• _PROBLEM REQUIREMENTS_
Rewrite the stretch of data from its start through the line containing "230,0 -> 300,212" as a numbered list, with both ends included and blank lines omitted. Leave the pictures out of your answer.

##### DATASET CONTENT #####

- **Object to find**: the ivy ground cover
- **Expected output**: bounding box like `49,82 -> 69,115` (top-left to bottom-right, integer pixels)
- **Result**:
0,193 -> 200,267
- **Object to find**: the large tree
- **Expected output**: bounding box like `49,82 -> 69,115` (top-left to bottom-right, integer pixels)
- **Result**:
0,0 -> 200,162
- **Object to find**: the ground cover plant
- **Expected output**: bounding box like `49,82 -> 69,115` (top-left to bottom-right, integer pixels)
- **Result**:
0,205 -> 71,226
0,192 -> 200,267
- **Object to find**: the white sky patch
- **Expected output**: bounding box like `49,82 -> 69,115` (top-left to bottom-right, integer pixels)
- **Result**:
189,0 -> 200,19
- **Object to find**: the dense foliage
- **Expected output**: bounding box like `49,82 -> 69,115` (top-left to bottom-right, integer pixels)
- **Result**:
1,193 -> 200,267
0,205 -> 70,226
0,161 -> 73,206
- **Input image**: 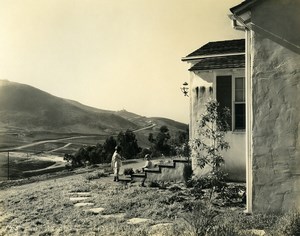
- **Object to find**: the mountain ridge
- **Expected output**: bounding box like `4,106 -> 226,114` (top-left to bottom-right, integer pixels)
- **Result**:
0,80 -> 187,148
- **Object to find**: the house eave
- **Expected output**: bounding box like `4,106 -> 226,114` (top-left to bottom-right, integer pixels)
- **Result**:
181,52 -> 245,61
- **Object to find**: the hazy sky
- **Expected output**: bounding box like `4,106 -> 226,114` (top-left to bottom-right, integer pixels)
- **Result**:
0,0 -> 244,123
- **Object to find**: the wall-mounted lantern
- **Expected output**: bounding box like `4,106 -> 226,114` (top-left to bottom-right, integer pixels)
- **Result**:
180,82 -> 189,97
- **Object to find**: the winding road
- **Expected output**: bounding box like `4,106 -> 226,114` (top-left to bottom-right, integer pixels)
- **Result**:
0,124 -> 156,152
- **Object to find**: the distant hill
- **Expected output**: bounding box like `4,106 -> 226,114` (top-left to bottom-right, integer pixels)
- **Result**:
0,80 -> 187,147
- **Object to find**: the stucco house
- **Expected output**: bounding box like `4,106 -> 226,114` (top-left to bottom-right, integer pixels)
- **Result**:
182,0 -> 300,212
182,39 -> 246,181
230,0 -> 300,212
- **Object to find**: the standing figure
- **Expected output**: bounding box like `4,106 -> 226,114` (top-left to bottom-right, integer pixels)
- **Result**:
111,146 -> 124,181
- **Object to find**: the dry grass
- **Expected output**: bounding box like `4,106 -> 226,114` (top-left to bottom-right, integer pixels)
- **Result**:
0,170 -> 299,236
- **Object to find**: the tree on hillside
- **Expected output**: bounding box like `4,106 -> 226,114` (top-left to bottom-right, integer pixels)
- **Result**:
148,125 -> 171,156
117,130 -> 141,159
103,136 -> 117,163
171,129 -> 191,157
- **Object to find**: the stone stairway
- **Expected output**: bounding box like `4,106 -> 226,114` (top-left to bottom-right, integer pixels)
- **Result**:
119,159 -> 191,184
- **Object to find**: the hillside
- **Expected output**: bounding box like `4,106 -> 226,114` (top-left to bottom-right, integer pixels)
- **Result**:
0,81 -> 138,134
0,80 -> 187,148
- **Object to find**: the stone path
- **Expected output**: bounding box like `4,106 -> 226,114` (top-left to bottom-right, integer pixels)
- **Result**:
67,188 -> 173,232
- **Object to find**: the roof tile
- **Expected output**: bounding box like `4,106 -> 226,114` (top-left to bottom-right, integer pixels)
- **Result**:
186,39 -> 245,57
189,55 -> 245,71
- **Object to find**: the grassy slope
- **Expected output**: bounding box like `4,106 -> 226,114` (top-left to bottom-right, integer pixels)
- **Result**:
0,170 -> 290,236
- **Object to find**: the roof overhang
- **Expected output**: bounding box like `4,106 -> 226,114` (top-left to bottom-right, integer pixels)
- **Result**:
181,52 -> 245,61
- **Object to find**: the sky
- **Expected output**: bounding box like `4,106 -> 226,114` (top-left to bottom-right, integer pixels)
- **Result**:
0,0 -> 244,123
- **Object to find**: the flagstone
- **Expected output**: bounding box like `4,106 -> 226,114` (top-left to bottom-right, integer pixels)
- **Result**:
127,218 -> 150,225
68,192 -> 91,197
100,213 -> 125,219
88,207 -> 105,214
74,202 -> 94,207
70,197 -> 90,202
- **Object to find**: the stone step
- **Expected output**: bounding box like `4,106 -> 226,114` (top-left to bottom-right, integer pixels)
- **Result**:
127,218 -> 150,225
74,202 -> 95,207
70,197 -> 90,202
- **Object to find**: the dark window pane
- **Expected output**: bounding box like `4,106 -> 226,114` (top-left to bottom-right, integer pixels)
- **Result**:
216,76 -> 232,129
235,77 -> 245,102
235,104 -> 246,129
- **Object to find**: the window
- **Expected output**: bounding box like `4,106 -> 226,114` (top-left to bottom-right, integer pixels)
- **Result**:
216,76 -> 232,130
216,76 -> 246,130
234,77 -> 246,130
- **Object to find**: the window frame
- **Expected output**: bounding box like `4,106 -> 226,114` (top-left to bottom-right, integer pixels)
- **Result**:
231,75 -> 246,132
213,69 -> 247,133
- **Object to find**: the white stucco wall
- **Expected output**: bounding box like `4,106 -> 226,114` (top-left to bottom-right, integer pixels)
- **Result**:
190,70 -> 246,181
251,0 -> 300,212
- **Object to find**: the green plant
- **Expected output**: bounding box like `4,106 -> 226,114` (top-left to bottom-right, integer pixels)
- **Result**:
183,201 -> 217,236
183,163 -> 193,184
124,168 -> 134,175
273,211 -> 300,236
191,100 -> 230,199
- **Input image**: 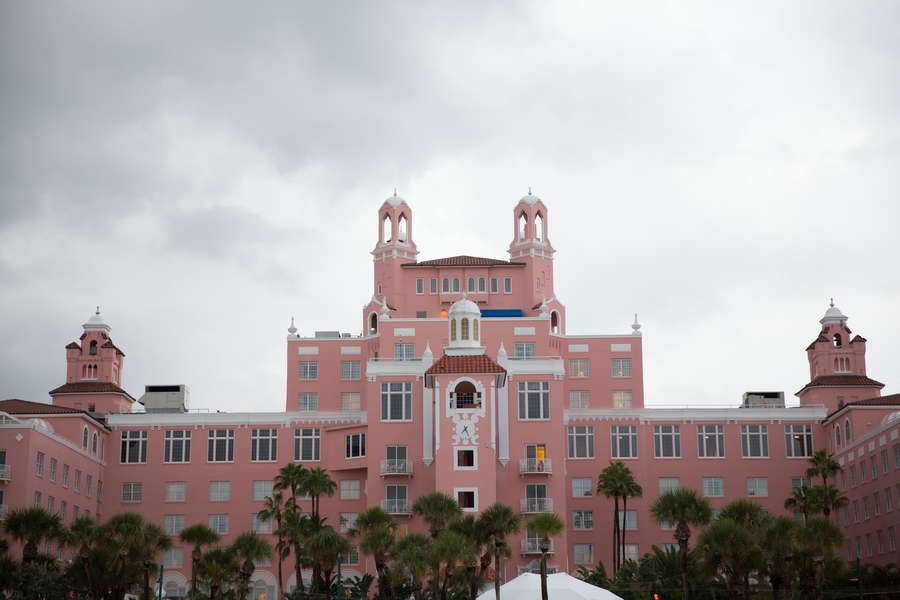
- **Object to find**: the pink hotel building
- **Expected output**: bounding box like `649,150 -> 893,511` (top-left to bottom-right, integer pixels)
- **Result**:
0,193 -> 900,598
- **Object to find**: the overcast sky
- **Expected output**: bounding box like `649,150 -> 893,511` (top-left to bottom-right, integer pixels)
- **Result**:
0,0 -> 900,411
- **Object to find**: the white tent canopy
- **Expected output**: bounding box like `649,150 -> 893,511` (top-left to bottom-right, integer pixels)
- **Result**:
478,573 -> 622,600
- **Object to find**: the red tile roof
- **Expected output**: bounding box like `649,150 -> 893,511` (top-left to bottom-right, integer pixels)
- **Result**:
425,354 -> 506,375
795,375 -> 884,395
400,255 -> 525,267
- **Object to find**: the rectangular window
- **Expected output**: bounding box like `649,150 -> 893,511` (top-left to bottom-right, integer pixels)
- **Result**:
569,358 -> 589,379
609,425 -> 637,458
299,362 -> 319,381
297,392 -> 319,412
519,381 -> 550,419
613,390 -> 633,408
163,430 -> 191,463
209,481 -> 231,500
294,428 -> 322,461
207,515 -> 228,535
341,360 -> 360,381
394,344 -> 416,362
703,477 -> 725,497
572,510 -> 594,531
119,431 -> 147,463
741,425 -> 769,458
697,425 -> 725,458
747,477 -> 769,497
206,429 -> 234,462
250,428 -> 278,462
784,425 -> 812,458
122,483 -> 143,502
653,425 -> 681,458
572,477 -> 594,498
341,392 -> 360,411
345,433 -> 366,458
341,479 -> 359,500
568,425 -> 594,458
166,481 -> 187,502
164,515 -> 184,535
253,480 -> 272,500
381,382 -> 412,421
569,390 -> 591,410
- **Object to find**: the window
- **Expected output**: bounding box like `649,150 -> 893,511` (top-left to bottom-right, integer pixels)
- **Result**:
341,360 -> 360,381
519,381 -> 550,419
250,428 -> 278,462
394,344 -> 416,362
515,342 -> 534,360
741,425 -> 769,458
572,510 -> 594,531
569,358 -> 588,378
166,481 -> 187,502
381,382 -> 412,421
119,431 -> 147,463
703,477 -> 725,497
209,481 -> 231,500
575,544 -> 594,565
294,428 -> 322,461
340,513 -> 359,533
253,480 -> 272,500
345,433 -> 366,458
163,548 -> 184,569
747,477 -> 769,497
207,515 -> 228,534
653,425 -> 681,458
659,477 -> 678,494
568,425 -> 594,458
613,390 -> 633,408
609,425 -> 637,458
164,515 -> 184,535
341,392 -> 360,411
612,358 -> 631,377
569,390 -> 591,409
784,425 -> 812,458
341,479 -> 359,500
572,477 -> 594,498
299,362 -> 319,381
297,393 -> 319,412
122,483 -> 143,502
163,430 -> 191,463
206,429 -> 234,462
697,425 -> 725,458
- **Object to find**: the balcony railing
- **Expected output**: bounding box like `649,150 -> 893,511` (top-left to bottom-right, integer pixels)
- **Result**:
381,458 -> 412,477
522,538 -> 553,554
519,458 -> 553,475
381,500 -> 412,515
521,498 -> 553,514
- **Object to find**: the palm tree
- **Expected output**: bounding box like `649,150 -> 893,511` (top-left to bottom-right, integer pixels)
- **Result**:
478,502 -> 522,600
3,506 -> 64,565
650,488 -> 712,600
178,523 -> 219,598
350,506 -> 397,598
231,531 -> 272,598
525,512 -> 566,600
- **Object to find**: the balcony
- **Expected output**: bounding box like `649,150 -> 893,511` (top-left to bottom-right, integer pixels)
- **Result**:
381,458 -> 412,477
522,538 -> 553,554
520,498 -> 553,515
381,500 -> 412,515
519,458 -> 553,475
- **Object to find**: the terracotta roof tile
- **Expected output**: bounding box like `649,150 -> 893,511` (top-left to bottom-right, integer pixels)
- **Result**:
425,354 -> 506,375
400,255 -> 525,267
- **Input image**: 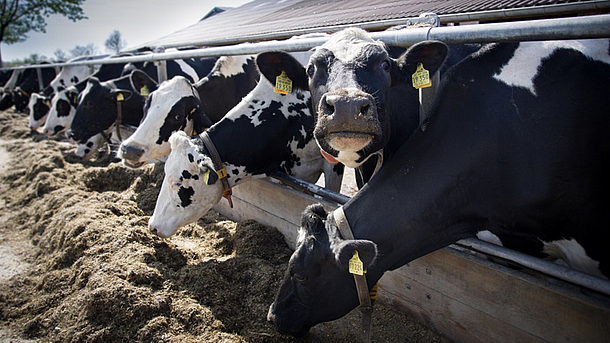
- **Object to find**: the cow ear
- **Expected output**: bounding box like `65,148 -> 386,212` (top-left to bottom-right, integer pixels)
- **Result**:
129,69 -> 157,97
256,51 -> 309,90
188,96 -> 213,135
333,239 -> 377,271
392,41 -> 449,86
112,89 -> 132,101
301,204 -> 328,234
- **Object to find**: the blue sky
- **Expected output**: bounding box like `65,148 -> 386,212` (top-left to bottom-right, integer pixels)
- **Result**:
0,0 -> 252,62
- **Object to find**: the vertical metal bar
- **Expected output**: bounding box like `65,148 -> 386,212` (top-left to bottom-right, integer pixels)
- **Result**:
419,13 -> 441,123
154,47 -> 167,83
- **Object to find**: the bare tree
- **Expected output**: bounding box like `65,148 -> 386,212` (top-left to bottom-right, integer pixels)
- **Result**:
104,30 -> 127,54
53,49 -> 68,62
0,0 -> 87,66
70,43 -> 99,58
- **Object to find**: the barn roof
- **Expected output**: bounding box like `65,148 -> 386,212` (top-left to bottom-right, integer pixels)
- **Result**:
129,0 -> 610,51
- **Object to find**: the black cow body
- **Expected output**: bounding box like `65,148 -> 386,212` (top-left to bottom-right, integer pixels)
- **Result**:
261,29 -> 479,191
269,40 -> 610,335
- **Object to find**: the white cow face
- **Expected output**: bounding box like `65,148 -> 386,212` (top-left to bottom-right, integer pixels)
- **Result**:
28,93 -> 51,130
117,76 -> 201,168
44,87 -> 78,136
148,131 -> 223,238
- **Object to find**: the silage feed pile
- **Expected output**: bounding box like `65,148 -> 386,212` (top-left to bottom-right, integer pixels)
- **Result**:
0,110 -> 447,342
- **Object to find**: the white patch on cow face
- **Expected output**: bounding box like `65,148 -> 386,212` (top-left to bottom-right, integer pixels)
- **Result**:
117,76 -> 194,164
493,39 -> 610,95
225,75 -> 309,127
174,60 -> 199,82
542,238 -> 608,280
322,28 -> 385,63
280,139 -> 324,183
148,131 -> 223,237
212,55 -> 253,77
28,93 -> 49,130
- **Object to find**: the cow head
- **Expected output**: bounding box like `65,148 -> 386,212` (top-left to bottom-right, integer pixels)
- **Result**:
68,77 -> 132,143
117,76 -> 212,168
28,93 -> 51,130
43,87 -> 78,136
262,28 -> 447,168
13,87 -> 30,112
148,131 -> 223,237
267,204 -> 377,336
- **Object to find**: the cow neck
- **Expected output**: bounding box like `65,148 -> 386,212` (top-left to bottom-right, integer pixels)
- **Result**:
331,206 -> 377,343
200,131 -> 233,208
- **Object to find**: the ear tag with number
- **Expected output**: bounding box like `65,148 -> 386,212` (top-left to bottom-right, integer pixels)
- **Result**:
140,85 -> 150,98
203,169 -> 210,185
411,62 -> 432,89
216,168 -> 227,179
349,251 -> 364,275
273,70 -> 292,94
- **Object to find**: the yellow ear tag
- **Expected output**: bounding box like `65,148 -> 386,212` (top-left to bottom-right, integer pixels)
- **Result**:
203,169 -> 210,185
273,70 -> 292,94
411,62 -> 432,89
140,85 -> 150,97
349,251 -> 364,275
216,168 -> 227,179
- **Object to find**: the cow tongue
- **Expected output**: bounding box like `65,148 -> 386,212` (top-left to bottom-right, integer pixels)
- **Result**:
320,149 -> 339,164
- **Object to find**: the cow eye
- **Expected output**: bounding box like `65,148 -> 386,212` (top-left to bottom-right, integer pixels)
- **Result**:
381,60 -> 390,71
307,64 -> 316,77
290,271 -> 307,283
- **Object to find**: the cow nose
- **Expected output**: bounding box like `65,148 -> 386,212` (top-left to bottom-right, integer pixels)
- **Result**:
121,144 -> 144,161
319,90 -> 376,119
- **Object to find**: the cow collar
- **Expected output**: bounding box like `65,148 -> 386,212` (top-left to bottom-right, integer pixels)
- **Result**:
332,206 -> 377,343
200,131 -> 233,208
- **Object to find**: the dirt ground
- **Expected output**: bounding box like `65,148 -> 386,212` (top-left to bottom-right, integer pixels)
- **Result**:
0,111 -> 449,343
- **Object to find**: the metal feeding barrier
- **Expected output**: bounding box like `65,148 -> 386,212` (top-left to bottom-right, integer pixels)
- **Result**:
3,11 -> 610,295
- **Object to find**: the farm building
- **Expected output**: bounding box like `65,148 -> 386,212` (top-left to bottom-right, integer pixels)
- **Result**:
0,0 -> 610,342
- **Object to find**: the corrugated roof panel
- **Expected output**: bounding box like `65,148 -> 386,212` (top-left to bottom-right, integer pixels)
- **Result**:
130,0 -> 610,50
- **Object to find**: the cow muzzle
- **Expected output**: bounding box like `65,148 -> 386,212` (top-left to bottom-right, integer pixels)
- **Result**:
314,89 -> 381,151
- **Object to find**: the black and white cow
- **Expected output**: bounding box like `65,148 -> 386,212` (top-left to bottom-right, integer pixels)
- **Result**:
262,28 -> 446,187
268,39 -> 610,336
43,61 -> 134,136
117,56 -> 259,168
28,57 -> 99,130
0,69 -> 23,111
68,58 -> 216,143
13,63 -> 56,112
149,55 -> 341,237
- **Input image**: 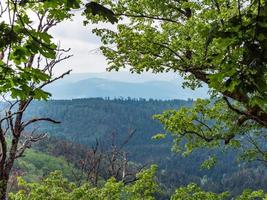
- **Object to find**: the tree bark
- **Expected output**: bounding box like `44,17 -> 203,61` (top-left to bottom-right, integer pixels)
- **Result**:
0,172 -> 9,200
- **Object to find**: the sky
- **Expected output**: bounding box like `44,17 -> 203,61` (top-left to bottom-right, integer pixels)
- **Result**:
51,15 -> 114,74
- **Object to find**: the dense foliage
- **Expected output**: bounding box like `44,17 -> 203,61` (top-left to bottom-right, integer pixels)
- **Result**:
87,0 -> 267,160
18,98 -> 267,195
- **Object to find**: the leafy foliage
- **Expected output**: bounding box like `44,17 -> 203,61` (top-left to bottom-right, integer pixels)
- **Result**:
87,0 -> 267,166
10,166 -> 158,200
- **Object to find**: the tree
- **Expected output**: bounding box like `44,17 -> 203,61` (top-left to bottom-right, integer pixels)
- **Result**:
87,0 -> 267,161
10,166 -> 158,200
0,0 -> 116,200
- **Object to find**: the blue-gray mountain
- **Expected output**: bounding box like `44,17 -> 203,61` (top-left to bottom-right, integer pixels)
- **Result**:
46,73 -> 208,99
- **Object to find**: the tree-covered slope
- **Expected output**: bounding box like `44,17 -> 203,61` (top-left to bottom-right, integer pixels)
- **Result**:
21,98 -> 267,194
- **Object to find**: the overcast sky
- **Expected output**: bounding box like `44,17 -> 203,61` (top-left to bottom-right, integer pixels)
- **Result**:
51,13 -> 116,73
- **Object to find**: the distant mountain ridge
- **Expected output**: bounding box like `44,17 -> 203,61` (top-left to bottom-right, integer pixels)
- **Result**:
46,75 -> 207,100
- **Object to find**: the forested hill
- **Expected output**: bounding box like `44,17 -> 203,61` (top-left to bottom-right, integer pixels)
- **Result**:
26,98 -> 192,148
22,98 -> 267,194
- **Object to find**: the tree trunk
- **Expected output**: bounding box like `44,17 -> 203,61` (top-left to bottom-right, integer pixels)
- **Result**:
0,174 -> 8,200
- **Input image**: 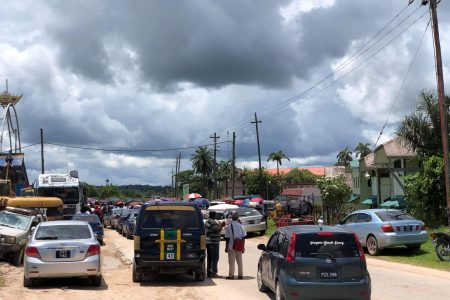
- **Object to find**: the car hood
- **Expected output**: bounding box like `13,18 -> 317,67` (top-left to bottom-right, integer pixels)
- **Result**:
0,225 -> 25,236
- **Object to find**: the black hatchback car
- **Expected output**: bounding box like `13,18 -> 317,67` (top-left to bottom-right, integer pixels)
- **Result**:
257,225 -> 371,299
132,202 -> 206,282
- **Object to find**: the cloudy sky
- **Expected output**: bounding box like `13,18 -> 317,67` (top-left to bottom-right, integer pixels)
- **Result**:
0,0 -> 450,185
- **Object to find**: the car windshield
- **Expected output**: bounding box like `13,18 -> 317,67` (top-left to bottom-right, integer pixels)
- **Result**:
375,210 -> 415,222
34,225 -> 92,240
142,210 -> 199,229
72,215 -> 100,223
295,232 -> 359,258
237,208 -> 261,217
0,211 -> 31,230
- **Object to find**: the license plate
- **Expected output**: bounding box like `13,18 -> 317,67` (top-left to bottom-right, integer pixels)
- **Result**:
320,271 -> 337,279
56,250 -> 70,258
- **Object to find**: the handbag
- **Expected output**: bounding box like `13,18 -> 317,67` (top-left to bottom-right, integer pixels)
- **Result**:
230,224 -> 244,252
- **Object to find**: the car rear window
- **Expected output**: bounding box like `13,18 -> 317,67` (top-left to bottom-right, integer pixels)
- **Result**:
72,215 -> 100,223
375,210 -> 415,222
295,232 -> 359,258
142,210 -> 199,229
34,225 -> 92,240
237,208 -> 261,217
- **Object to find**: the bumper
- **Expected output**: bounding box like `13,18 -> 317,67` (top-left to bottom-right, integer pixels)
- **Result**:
133,254 -> 206,274
282,277 -> 371,300
24,255 -> 102,278
377,231 -> 428,248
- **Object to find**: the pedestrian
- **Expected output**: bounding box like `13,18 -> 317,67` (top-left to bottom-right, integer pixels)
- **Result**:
205,211 -> 225,278
225,211 -> 247,279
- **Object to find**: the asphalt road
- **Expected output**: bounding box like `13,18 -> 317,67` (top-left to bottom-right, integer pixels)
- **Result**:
107,230 -> 450,300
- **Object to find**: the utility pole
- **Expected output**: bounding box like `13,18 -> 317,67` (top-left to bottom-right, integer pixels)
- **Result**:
41,128 -> 44,174
231,131 -> 236,199
251,112 -> 263,195
210,132 -> 220,199
428,0 -> 450,225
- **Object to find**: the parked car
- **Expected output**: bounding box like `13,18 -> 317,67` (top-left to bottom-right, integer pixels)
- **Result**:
257,225 -> 371,299
72,214 -> 104,245
336,209 -> 428,255
122,208 -> 139,239
23,220 -> 102,287
0,208 -> 45,266
132,202 -> 206,282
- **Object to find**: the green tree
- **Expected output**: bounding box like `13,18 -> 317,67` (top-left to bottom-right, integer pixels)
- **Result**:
316,175 -> 352,224
405,155 -> 447,227
353,143 -> 372,158
191,146 -> 213,196
397,91 -> 450,157
267,150 -> 291,175
336,147 -> 353,166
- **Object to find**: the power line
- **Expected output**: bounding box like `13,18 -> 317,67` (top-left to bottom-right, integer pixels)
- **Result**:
373,18 -> 431,150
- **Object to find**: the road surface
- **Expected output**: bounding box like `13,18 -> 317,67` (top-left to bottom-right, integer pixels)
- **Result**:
0,229 -> 450,300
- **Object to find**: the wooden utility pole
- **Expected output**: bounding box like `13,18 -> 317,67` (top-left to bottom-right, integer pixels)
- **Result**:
210,132 -> 220,199
428,0 -> 450,225
231,132 -> 236,199
251,112 -> 263,195
41,128 -> 44,174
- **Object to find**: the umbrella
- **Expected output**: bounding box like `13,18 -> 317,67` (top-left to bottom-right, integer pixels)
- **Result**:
184,193 -> 202,200
250,197 -> 264,203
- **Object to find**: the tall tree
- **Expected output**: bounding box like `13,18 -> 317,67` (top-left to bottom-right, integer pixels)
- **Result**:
191,146 -> 214,197
336,147 -> 353,166
397,91 -> 450,157
353,143 -> 372,158
267,150 -> 291,175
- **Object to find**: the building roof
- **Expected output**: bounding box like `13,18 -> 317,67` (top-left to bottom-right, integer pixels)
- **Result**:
265,167 -> 325,176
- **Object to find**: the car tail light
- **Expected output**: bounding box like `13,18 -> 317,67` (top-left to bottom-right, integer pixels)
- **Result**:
25,247 -> 41,258
353,233 -> 366,263
381,224 -> 394,232
86,245 -> 101,257
317,232 -> 333,236
286,233 -> 297,261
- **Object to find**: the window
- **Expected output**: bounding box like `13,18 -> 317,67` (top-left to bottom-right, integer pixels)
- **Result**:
356,213 -> 372,223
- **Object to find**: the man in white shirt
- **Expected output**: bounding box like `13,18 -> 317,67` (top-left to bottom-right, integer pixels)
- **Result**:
225,211 -> 247,279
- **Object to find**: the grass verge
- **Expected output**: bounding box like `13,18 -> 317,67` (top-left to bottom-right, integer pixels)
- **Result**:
368,227 -> 450,271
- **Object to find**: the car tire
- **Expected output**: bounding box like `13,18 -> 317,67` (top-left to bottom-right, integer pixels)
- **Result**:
366,235 -> 381,256
11,248 -> 24,267
406,245 -> 420,251
256,266 -> 269,293
91,275 -> 102,287
275,281 -> 285,300
132,262 -> 142,282
23,276 -> 36,288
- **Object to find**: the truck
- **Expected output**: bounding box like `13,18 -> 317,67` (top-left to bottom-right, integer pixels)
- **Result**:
35,170 -> 86,219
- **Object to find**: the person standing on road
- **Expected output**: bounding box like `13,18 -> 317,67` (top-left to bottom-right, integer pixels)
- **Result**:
205,211 -> 225,278
225,211 -> 247,279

#####

• _ANSWER BELOW_
1. - **Object to find**: the ivy ground cover
2. - **Expected output**: bounding box like `49,82 -> 69,115` (top-left to bottom-right, integer pixels)
3. - **Result**:
4. 0,193 -> 200,267
5. - **Object to find**: the large tree
6. - **Expected output**: bounding box like `49,82 -> 69,115` (top-left to bottom-right, integer pixels)
7. - **Result**:
8. 0,0 -> 200,162
9. - **Object to find**: the ground cover plant
10. - **Expected output**: bounding box like `49,82 -> 69,115` (top-left to bottom-right, integer pixels)
11. - **Result**:
12. 0,205 -> 71,226
13. 0,192 -> 200,267
14. - **Object to find**: the white sky patch
15. - **Expected output**: bounding box like `49,82 -> 69,115` (top-left to bottom-right, integer pixels)
16. - **Result**:
17. 189,0 -> 200,19
18. - **Object to find**: the dense foliage
19. - **Expected output**: bounding box like `49,82 -> 69,115` (top-left to bottom-right, integer pixels)
20. - **Result**:
21. 1,193 -> 200,267
22. 0,205 -> 70,226
23. 0,161 -> 73,206
24. - **Input image**: 
25. - **Object to find**: the mountain ridge
26. - **Expected output**: bounding box like `4,106 -> 226,114` (top-left to bottom-right, integer pixels)
27. - **Result**:
28. 0,80 -> 187,148
29. - **Object to find**: the house eave
30. - **Expected output**: bounding box like `4,106 -> 226,114` (top-left to bottom-right, integer pixels)
31. - **Result**:
32. 181,52 -> 245,61
33. - **Object to find**: the hazy sky
34. - **Expected output**: bounding box like `4,106 -> 226,114` (top-left to bottom-right, integer pixels)
35. - **Result**:
36. 0,0 -> 244,123
37. - **Object to find**: the wall-mounted lantern
38. - **Expected output**: bounding box like `4,106 -> 226,114` (top-left to bottom-right, integer pixels)
39. - **Result**:
40. 180,82 -> 189,97
41. - **Object to find**: the winding road
42. - **Expected output**: bounding box like `4,106 -> 226,114` (top-left to bottom-right, integer pixels)
43. - **Result**:
44. 0,124 -> 156,152
45. - **Object to find**: the distant hill
46. - **Expected output**: bounding box like `4,106 -> 226,114` (top-left to bottom-right, integer pixels)
47. - **Result**:
48. 0,80 -> 187,147
49. - **Object to find**: the stucco house
50. - **Expected output**: bounding box like `4,106 -> 226,114` (top-left to bottom-right, integer pixels)
51. - **Result**:
52. 182,0 -> 300,212
53. 182,39 -> 246,181
54. 230,0 -> 300,212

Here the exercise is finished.